● SEITE

☆ ☆ ☆ ☆ ☆

Jetzt quälen wir uns wieder hoch zum *Salzstieg* und weiter Richtung *Bad Harzburg* zum Radau-Wasserfall. Dem *Radautal* folgend, kommen wir dann zum *Satzstieg* über dessen Wurzeln und Steine der Rückweg hoch nach *Torfhaus* führt.

Geschätzte 65-85km/1200-1600Hm


----------



## dave (16. Januar 2004)

Hey, mein Name fehlt ja noch auf der Liste.  Und wo ist Badehose?!   Wehe Du tauchst nicht auf Gene! 
Wie ich sehe ist ja schon alles geplant. Müssen also nur noch hinfahren und uns in die Sättel schmeißen, wie?
Werde den Link zum Thread mal in KO und AC verbreiten. Das Zimmer sollten wir doch locker wieder füllen können! 
Soll ich Steve auch fragen? Obwohl ... wenn wir alle Schrauben an seinem Bike mit LockTite festkleben, dürfte ja nicht so viel passieren ... Bin sowieso gespannt, wie die Pannenstatistik ausfallen wird.


----------



## Hattrick (16. Januar 2004)

> Als Unterkunft habe ich wieder die Torfhaushütte (www.torfhaushuette.de) ins Auge gefaßt und schon mal schnell ein Kontingent Schlafplätze gebunkert (18-20).

☆ ☆ ☆ ☆ ☆

● DATEN ZUR ÜBUNG
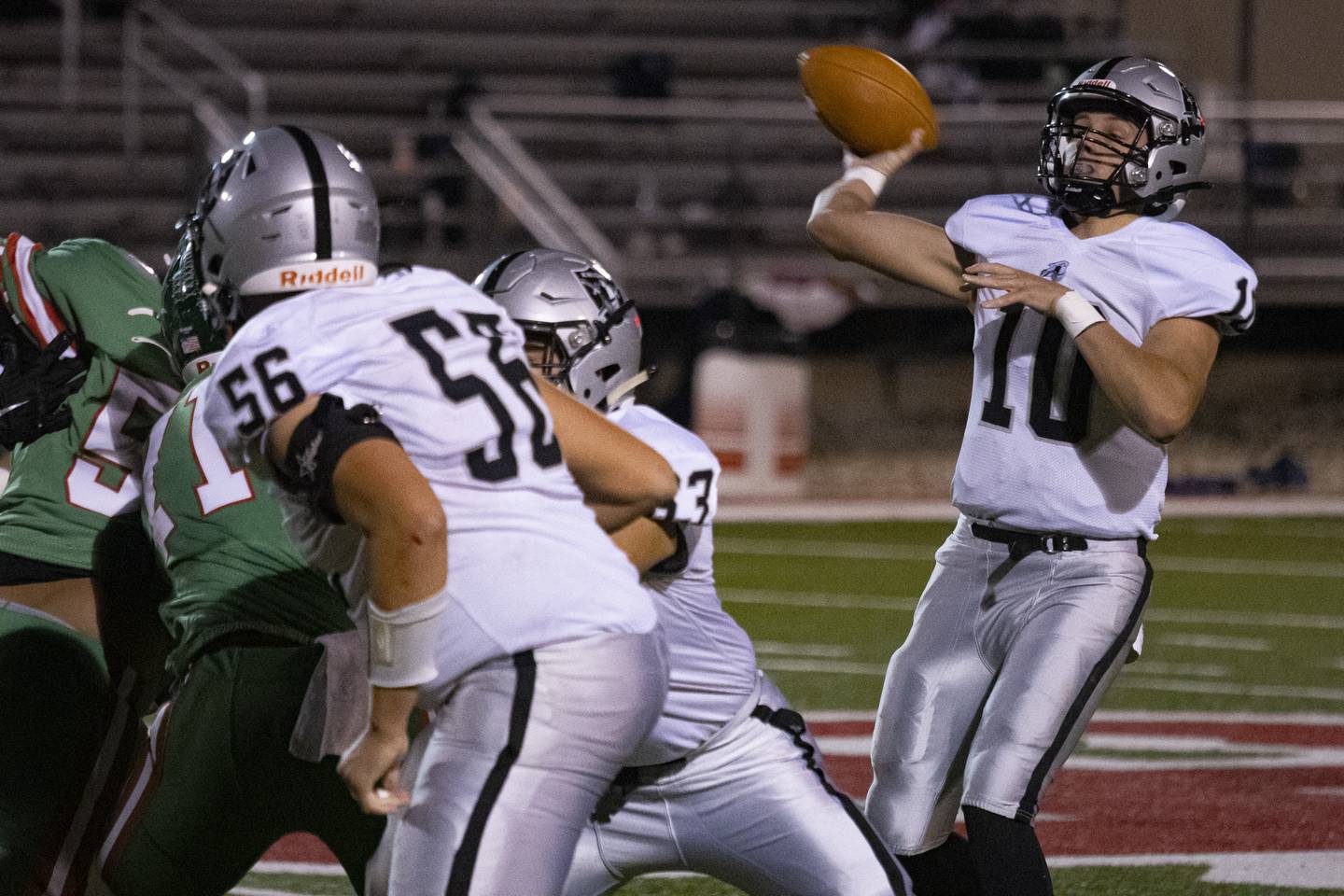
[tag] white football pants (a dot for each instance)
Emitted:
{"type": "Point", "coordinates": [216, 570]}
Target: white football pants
{"type": "Point", "coordinates": [1001, 673]}
{"type": "Point", "coordinates": [512, 764]}
{"type": "Point", "coordinates": [749, 810]}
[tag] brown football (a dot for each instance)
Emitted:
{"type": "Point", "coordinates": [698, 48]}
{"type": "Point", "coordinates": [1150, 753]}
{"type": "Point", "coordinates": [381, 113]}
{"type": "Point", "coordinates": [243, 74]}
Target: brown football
{"type": "Point", "coordinates": [866, 98]}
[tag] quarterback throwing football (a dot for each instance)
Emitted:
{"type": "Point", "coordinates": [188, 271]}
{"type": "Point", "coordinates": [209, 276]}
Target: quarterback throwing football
{"type": "Point", "coordinates": [1097, 321]}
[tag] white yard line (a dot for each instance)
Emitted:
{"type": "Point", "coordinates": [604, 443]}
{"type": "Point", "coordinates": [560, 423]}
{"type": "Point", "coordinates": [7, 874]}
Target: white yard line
{"type": "Point", "coordinates": [790, 649]}
{"type": "Point", "coordinates": [830, 666]}
{"type": "Point", "coordinates": [1141, 716]}
{"type": "Point", "coordinates": [1214, 642]}
{"type": "Point", "coordinates": [326, 869]}
{"type": "Point", "coordinates": [894, 603]}
{"type": "Point", "coordinates": [821, 511]}
{"type": "Point", "coordinates": [1252, 620]}
{"type": "Point", "coordinates": [1312, 869]}
{"type": "Point", "coordinates": [924, 553]}
{"type": "Point", "coordinates": [828, 550]}
{"type": "Point", "coordinates": [1193, 669]}
{"type": "Point", "coordinates": [819, 599]}
{"type": "Point", "coordinates": [1136, 681]}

☆ ☆ ☆ ☆ ☆

● AUFGABEN
1 – Aktualisiere den Forumstext von "Hey, mein Name" bis "Hattrick (16. Januar 2004)", indem du "Pannenstatistik" durch "Sturzstatistik" ersetzt.
2 – Gib die gesamte Auflistung Zeile für Zeile unverändert aus. Lass die Bilder dabei weg.
Der Forumstext und die Auflistung haben nichts miteinander zu tun.

● LÖSUNGEN
1 –
Hey, mein Name fehlt ja noch auf der Liste.  Und wo ist Badehose?!   Wehe Du tauchst nicht auf Gene! 
Wie ich sehe ist ja schon alles geplant. Müssen also nur noch hinfahren und uns in die Sättel schmeißen, wie?
Werde den Link zum Thread mal in KO und AC verbreiten. Das Zimmer sollten wir doch locker wieder füllen können! 
Soll ich Steve auch fragen? Obwohl ... wenn wir alle Schrauben an seinem Bike mit LockTite festkleben, dürfte ja nicht so viel passieren ... Bin sowieso gespannt, wie die Sturzstatistik ausfallen wird.


----------



## Hattrick (16. Januar 2004)

2 –
[tag] white football pants (a dot for each instance)
Emitted:
{"type": "Point", "coordinates": [216, 570]}
Target: white football pants
{"type": "Point", "coordinates": [1001, 673]}
{"type": "Point", "coordinates": [512, 764]}
{"type": "Point", "coordinates": [749, 810]}
[tag] brown football (a dot for each instance)
Emitted:
{"type": "Point", "coordinates": [698, 48]}
{"type": "Point", "coordinates": [1150, 753]}
{"type": "Point", "coordinates": [381, 113]}
{"type": "Point", "coordinates": [243, 74]}
Target: brown football
{"type": "Point", "coordinates": [866, 98]}
[tag] quarterback throwing football (a dot for each instance)
Emitted:
{"type": "Point", "coordinates": [188, 271]}
{"type": "Point", "coordinates": [209, 276]}
Target: quarterback throwing football
{"type": "Point", "coordinates": [1097, 321]}
[tag] white yard line (a dot for each instance)
Emitted:
{"type": "Point", "coordinates": [604, 443]}
{"type": "Point", "coordinates": [560, 423]}
{"type": "Point", "coordinates": [7, 874]}
Target: white yard line
{"type": "Point", "coordinates": [790, 649]}
{"type": "Point", "coordinates": [830, 666]}
{"type": "Point", "coordinates": [1141, 716]}
{"type": "Point", "coordinates": [1214, 642]}
{"type": "Point", "coordinates": [326, 869]}
{"type": "Point", "coordinates": [894, 603]}
{"type": "Point", "coordinates": [821, 511]}
{"type": "Point", "coordinates": [1252, 620]}
{"type": "Point", "coordinates": [1312, 869]}
{"type": "Point", "coordinates": [924, 553]}
{"type": "Point", "coordinates": [828, 550]}
{"type": "Point", "coordinates": [1193, 669]}
{"type": "Point", "coordinates": [819, 599]}
{"type": "Point", "coordinates": [1136, 681]}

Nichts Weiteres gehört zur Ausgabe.